Instructions for the task: Count the lines below that contain the string "supply" and give only that number.
- - -
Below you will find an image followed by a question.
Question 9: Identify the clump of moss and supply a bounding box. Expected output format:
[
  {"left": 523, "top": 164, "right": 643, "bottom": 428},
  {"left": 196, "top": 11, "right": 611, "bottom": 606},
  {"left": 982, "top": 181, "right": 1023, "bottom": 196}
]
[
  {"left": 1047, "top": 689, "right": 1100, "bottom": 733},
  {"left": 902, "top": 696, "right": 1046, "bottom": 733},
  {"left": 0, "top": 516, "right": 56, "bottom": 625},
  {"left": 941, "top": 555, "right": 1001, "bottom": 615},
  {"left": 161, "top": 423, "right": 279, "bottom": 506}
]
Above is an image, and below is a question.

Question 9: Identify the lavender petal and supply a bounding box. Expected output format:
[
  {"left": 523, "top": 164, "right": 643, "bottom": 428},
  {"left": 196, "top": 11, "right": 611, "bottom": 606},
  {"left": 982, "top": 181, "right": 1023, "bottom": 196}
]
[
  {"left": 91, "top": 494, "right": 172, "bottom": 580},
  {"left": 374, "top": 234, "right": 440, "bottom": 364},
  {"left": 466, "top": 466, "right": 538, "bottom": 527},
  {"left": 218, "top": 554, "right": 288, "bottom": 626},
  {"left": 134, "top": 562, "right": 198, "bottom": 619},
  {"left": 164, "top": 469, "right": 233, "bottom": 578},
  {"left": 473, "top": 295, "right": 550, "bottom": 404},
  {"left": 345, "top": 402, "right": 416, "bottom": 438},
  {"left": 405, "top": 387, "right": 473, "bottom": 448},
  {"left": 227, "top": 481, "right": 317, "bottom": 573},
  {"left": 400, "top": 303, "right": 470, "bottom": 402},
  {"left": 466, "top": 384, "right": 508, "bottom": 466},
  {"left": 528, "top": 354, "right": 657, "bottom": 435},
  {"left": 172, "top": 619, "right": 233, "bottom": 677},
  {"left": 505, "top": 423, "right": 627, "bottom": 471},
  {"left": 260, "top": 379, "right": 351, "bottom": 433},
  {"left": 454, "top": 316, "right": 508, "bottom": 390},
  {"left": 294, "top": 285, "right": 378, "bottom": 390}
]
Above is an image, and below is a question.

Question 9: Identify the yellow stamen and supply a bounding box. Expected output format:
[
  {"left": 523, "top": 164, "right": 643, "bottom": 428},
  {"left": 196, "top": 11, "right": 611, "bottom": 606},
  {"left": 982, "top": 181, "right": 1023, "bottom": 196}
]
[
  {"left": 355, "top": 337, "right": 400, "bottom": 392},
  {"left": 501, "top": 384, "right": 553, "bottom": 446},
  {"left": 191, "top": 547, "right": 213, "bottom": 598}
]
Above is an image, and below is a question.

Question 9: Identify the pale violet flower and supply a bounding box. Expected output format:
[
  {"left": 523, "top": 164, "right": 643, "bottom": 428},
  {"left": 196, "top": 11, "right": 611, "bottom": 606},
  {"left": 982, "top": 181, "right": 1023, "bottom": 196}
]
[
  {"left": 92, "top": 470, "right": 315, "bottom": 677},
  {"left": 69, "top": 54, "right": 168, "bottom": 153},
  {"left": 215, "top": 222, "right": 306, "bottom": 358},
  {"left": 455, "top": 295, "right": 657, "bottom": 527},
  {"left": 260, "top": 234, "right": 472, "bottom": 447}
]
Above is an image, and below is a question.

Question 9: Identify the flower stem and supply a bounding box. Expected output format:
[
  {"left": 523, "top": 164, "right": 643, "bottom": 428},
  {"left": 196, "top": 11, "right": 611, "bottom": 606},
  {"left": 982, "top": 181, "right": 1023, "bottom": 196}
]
- - -
Complete output: 5